• _PROBLEMS TO WORK ON_:
1: Write out the part of the continuous intelligence article from "Continuous intelligence (not" to "Industry 4.0 data?", word for word.
2: In the continuous intelligence article, what share of companies believe they will need to increase investment in real-time data analytics solutions to stay competitive over the next three years?

• _EXTRACTED TEXT_:
Continuous intelligence: a breakthrough hard to exploit
We are heading into the world of continuous intelligence: companies across all industrial sectors are witnessing a significant increase in the volume, speed and variety of data they receive. The challenge of managing this ever-increasing amount of information has only grown in the last year, as a result of the additional stress generated by the pandemic and the sudden shift to new ways of working relying on new technologies. Our factories and the way we understand decision-making processes have now entered the world of continuous intelligence.
Industrial manufacturers such as Gurelan recognise that, in the 21st century and in the aftermath of a global pandemic, having faster access to higher quality data is critical to improve operations and reduce costs. In order to remain competitive over the next three years, over 90% of companies believe they will need to increase investment in real-time data analytics solutions.
While this is a good starting point, industrial companies still have a lot of work to do in the development of Industry 4.0. For example, new smart machines controlled in real time by their manufacturers are producing huge amounts of data. So how can we manage this data and how can we make the most of it? The challenge is to implement a continuous intelligence process able to analyse historical data and real-time information, so that they are continuously combined for real-time monitoring. This leads to fast and accurate decision-making driven by automation.
What is continuous intelligence?
Continuous intelligence (not to be confused with artificial intelligence, although they are related) is a brand new process, born out of the massive amount of data generated by our companies, machines, economic networks... Beyond the pure analysis of information, continuous intelligence means that real-time analytics of all types of data become integrated into industrial and commercial operations. The aim is to define actions in response to specific situations and events.
Widespread acceptance of the value of real-time analytics is now evident. However, the accelerating pace of technology suggests that many companies may not be making the most of their Industry 4.0 investment by not acting fast enough when it comes to real-time decision making, at any stage of the industrial development or manufacturing process.
How to take advantage of Industry 4.0 data?
The manufacturing industry is particularly at the heart of this phenomenon: according to a study conducted in February by KX (global data analysis software developer and vendor), more than 50% of the industrial companies surveyed noticed a significant increase in the flow of data, of all kinds and from various sources: customer data, information provided by sensors in the factory, reports from machine suppliers...
Access to the underlying technology needed to collect this information in an effective way is the main obstacle to fully exploit the continuous intelligence generated by our 4.0 factories. Once the data are collected, the challenge is to extract their relevant value in order to detect faults, make predictions and provide recommendations to improve operations in real-time.

• _Image-based grounding data_:

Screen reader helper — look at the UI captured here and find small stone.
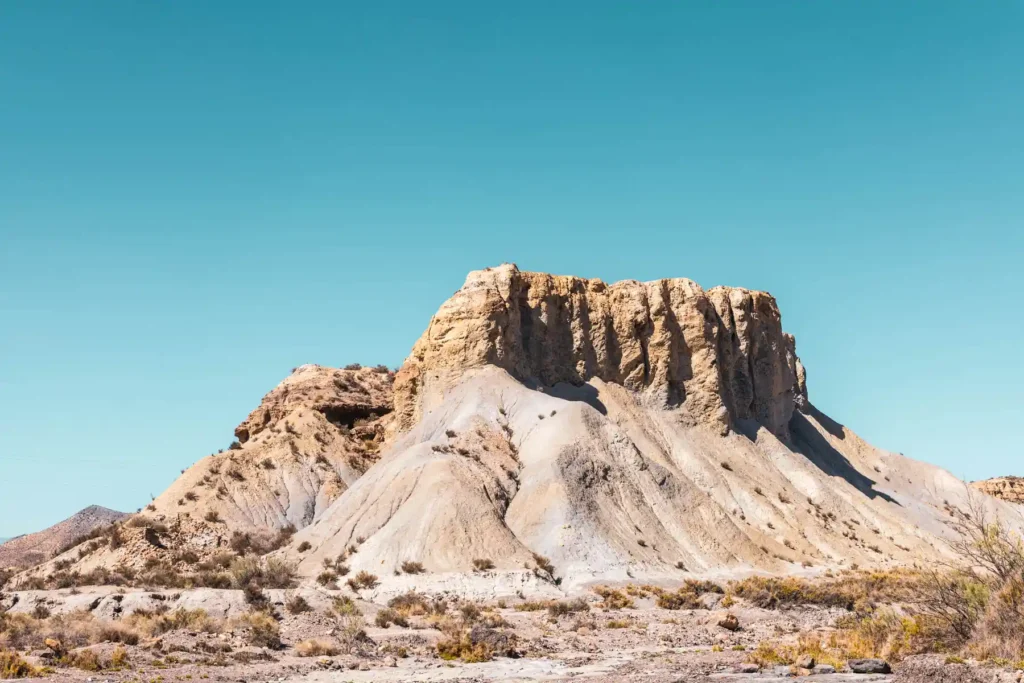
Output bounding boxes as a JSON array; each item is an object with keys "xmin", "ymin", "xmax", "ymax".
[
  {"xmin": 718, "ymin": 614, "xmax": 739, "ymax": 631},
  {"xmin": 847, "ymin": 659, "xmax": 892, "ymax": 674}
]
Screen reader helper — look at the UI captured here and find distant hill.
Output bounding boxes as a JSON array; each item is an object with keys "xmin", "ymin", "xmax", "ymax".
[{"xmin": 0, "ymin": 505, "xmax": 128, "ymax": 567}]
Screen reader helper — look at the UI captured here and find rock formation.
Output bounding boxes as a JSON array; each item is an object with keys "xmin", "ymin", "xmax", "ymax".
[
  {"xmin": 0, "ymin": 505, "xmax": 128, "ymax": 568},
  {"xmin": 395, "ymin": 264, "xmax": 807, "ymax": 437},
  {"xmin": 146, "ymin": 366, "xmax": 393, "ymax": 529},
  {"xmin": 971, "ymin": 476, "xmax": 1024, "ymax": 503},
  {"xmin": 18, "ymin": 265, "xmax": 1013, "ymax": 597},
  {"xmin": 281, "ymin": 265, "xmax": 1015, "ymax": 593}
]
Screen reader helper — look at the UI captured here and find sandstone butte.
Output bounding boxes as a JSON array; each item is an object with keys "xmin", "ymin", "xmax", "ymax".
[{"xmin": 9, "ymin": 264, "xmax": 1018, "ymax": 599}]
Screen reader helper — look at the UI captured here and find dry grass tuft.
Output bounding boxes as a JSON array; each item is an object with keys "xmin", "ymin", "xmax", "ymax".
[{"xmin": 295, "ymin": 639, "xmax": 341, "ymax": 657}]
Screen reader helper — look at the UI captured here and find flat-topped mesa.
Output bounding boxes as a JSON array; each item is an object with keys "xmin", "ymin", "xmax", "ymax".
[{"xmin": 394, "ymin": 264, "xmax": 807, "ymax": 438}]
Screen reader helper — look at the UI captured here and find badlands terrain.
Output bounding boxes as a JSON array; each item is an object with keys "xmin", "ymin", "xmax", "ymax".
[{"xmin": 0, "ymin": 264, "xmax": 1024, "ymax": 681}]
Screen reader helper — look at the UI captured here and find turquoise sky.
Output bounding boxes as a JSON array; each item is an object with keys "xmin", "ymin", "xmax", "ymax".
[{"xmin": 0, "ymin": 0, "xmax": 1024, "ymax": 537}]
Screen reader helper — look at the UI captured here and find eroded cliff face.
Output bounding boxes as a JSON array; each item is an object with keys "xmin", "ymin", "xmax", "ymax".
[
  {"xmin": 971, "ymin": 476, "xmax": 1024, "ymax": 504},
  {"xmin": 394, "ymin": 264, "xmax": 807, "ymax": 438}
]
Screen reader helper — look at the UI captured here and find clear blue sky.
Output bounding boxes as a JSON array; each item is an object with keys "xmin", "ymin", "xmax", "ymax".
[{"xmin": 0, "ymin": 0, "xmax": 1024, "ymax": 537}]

• _ANSWERS GIVEN_:
1:
Continuous intelligence (not to be confused with artificial intelligence, although they are related) is a brand new process, born out of the massive amount of data generated by our companies, machines, economic networks... Beyond the pure analysis of information, continuous intelligence means that real-time analytics of all types of data become integrated into industrial and commercial operations. The aim is to define actions in response to specific situations and events.
Widespread acceptance of the value of real-time analytics is now evident. However, the accelerating pace of technology suggests that many companies may not be making the most of their Industry 4.0 investment by not acting fast enough when it comes to real-time decision making, at any stage of the industrial development or manufacturing process.
How to take advantage of Industry 4.0 data?

2: Over 90% of companies.